BEGIN Items

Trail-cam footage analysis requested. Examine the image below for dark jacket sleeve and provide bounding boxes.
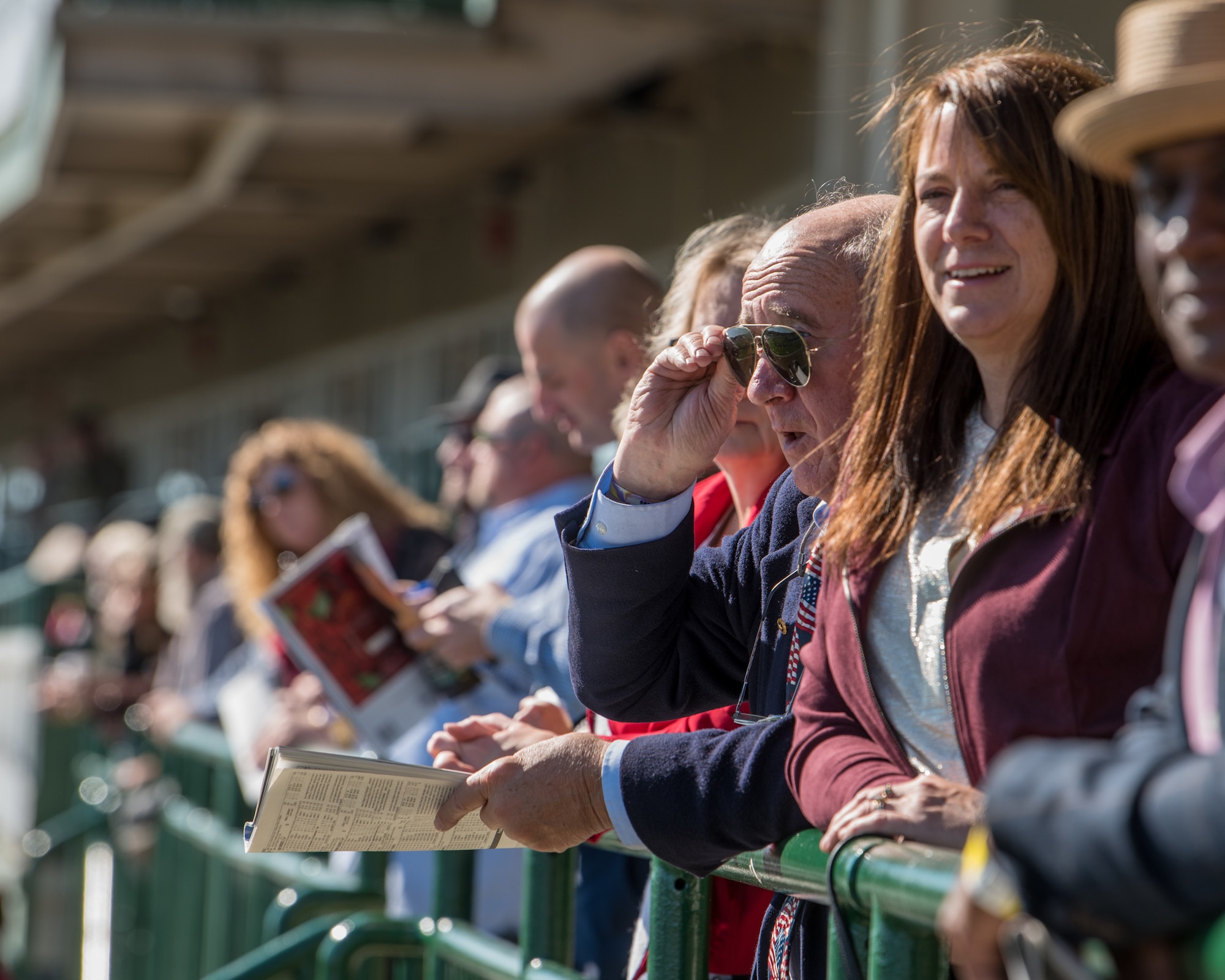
[621,717,810,875]
[984,537,1225,941]
[557,480,797,722]
[985,675,1225,941]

END Items

> _Short problem_
Write out the entries again with "sleeve" swapped for "collar" and everything else left unchanged. Omit the pictures.

> _Result of the task_
Trail-cam footage analysis requested. Examine the image below for dark jacket collar and provide bounding boxes.
[621,717,810,875]
[984,537,1225,941]
[557,480,797,722]
[985,675,1225,941]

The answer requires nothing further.